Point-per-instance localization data
*** Block opens ***

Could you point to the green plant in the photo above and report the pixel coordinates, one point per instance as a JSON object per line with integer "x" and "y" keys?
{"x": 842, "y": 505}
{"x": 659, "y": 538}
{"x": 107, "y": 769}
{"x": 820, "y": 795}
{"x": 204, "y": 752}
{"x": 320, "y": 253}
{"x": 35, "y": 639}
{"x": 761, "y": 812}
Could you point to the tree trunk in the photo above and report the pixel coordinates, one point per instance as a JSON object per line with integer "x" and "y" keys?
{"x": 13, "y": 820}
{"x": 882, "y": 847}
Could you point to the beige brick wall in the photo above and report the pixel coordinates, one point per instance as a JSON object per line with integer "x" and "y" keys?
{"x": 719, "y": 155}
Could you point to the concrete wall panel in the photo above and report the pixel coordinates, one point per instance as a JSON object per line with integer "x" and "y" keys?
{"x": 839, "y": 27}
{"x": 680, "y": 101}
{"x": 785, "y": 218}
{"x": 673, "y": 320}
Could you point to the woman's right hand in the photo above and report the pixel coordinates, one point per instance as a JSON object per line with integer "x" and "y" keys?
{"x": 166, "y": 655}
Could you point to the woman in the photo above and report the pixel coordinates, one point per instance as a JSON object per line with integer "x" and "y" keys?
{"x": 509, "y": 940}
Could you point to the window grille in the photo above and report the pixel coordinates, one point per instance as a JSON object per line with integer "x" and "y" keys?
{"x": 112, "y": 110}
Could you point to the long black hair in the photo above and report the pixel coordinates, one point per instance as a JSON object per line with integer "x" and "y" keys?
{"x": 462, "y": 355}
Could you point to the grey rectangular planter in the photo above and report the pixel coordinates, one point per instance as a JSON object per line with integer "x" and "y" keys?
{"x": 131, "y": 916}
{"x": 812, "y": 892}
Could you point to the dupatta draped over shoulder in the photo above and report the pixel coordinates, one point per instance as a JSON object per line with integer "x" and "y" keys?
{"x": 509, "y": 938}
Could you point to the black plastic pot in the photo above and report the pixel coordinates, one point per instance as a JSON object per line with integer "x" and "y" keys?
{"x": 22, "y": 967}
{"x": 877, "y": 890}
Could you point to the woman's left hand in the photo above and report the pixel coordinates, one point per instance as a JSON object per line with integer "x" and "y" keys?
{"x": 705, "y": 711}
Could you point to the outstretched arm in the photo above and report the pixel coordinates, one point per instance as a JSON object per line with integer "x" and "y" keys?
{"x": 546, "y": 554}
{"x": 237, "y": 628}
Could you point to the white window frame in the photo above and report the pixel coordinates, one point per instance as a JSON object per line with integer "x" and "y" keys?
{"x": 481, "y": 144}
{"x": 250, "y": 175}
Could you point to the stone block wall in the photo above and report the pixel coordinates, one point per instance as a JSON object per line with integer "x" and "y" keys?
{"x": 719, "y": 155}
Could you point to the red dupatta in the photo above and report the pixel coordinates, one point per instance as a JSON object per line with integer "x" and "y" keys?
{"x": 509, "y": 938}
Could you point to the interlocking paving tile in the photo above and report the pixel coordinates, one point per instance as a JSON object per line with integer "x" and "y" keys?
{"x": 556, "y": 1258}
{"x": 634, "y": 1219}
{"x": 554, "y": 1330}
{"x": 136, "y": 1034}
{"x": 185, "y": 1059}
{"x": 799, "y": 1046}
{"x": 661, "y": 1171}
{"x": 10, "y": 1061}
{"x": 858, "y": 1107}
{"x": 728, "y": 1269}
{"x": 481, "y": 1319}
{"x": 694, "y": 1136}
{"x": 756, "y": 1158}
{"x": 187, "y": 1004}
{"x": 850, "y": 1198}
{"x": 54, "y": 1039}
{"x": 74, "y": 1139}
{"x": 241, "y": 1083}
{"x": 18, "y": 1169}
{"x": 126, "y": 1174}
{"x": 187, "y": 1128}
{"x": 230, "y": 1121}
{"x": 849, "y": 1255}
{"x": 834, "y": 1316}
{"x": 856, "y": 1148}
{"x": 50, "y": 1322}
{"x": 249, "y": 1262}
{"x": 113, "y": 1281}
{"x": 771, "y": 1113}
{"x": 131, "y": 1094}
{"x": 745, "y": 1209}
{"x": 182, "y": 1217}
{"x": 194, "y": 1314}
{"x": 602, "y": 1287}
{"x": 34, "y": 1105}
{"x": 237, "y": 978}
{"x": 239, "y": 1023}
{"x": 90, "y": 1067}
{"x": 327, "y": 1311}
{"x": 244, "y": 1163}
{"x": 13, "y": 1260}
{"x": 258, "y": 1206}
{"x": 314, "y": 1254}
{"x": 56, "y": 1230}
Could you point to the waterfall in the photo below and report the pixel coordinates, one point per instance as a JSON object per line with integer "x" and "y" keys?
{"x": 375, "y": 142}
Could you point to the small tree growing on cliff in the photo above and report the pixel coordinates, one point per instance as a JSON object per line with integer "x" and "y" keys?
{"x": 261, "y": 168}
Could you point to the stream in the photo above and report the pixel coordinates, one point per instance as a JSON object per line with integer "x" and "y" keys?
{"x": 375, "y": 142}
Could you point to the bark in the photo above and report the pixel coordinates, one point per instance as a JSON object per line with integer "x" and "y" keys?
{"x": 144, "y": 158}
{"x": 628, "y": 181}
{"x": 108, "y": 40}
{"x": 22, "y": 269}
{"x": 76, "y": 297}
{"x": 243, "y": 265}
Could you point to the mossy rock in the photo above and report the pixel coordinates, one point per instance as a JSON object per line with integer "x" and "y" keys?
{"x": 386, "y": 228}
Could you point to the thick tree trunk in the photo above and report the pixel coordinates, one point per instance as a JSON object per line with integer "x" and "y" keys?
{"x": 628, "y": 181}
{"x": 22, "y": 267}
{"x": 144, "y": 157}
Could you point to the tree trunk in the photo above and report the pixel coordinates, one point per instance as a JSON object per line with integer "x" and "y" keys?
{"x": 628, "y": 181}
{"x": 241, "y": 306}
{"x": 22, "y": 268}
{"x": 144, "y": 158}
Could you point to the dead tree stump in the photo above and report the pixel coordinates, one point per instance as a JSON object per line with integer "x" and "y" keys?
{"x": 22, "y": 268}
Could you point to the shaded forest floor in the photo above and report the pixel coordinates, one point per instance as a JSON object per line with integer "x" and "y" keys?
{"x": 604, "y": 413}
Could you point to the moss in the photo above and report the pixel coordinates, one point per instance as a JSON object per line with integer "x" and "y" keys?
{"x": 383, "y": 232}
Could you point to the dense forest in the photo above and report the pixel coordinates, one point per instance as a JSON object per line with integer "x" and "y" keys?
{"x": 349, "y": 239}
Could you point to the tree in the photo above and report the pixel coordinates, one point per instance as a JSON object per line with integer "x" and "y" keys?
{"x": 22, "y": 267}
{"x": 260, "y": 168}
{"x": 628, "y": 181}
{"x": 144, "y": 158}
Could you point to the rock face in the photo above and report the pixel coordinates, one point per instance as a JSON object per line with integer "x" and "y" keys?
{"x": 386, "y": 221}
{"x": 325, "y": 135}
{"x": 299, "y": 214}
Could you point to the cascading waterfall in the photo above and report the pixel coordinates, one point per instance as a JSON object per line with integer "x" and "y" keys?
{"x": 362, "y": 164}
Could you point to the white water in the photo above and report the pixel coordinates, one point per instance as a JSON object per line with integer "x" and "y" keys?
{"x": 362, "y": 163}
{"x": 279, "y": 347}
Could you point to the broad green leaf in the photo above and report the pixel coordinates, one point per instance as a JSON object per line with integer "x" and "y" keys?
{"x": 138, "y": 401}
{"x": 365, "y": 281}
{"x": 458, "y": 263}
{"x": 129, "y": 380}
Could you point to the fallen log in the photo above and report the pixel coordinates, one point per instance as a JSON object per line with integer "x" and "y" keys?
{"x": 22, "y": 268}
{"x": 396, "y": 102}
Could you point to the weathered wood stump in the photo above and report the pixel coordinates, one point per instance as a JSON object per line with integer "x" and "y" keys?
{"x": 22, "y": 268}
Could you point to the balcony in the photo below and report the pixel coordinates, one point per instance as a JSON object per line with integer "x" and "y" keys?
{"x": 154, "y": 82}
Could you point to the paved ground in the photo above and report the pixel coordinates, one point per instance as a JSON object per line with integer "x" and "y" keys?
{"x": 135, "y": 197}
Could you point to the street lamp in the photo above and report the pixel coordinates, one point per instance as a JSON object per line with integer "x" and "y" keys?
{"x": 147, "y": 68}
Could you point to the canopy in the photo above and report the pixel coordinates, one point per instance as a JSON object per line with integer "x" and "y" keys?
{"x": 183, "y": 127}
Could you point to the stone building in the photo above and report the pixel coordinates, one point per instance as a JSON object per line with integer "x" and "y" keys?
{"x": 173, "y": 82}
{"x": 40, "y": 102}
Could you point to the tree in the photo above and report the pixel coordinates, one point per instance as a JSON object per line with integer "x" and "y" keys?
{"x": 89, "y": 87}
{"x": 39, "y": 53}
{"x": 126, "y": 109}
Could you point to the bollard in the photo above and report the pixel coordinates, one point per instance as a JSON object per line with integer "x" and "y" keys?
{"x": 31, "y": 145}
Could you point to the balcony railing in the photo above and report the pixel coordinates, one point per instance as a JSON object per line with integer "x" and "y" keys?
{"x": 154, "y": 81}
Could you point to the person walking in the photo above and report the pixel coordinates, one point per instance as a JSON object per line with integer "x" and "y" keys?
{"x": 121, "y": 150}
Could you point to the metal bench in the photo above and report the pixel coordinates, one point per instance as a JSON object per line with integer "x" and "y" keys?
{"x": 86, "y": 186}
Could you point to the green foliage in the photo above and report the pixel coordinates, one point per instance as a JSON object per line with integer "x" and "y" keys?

*** Block closes ***

▶ **The task**
Please output the line that contains "Could you point to the metal" and every line after it in the entries above, exactly, and nothing more.

▶ **Solution to the exercise**
Could you point to the metal bench in the photo above and report the pixel coordinates, one point per instance as a JSON object per line with integer "x" and "y" keys?
{"x": 86, "y": 186}
Could you point to the green foliage in the photo above and report the pixel coordinates, one point per instance as a JSON object per line with integer "x" and "y" keys?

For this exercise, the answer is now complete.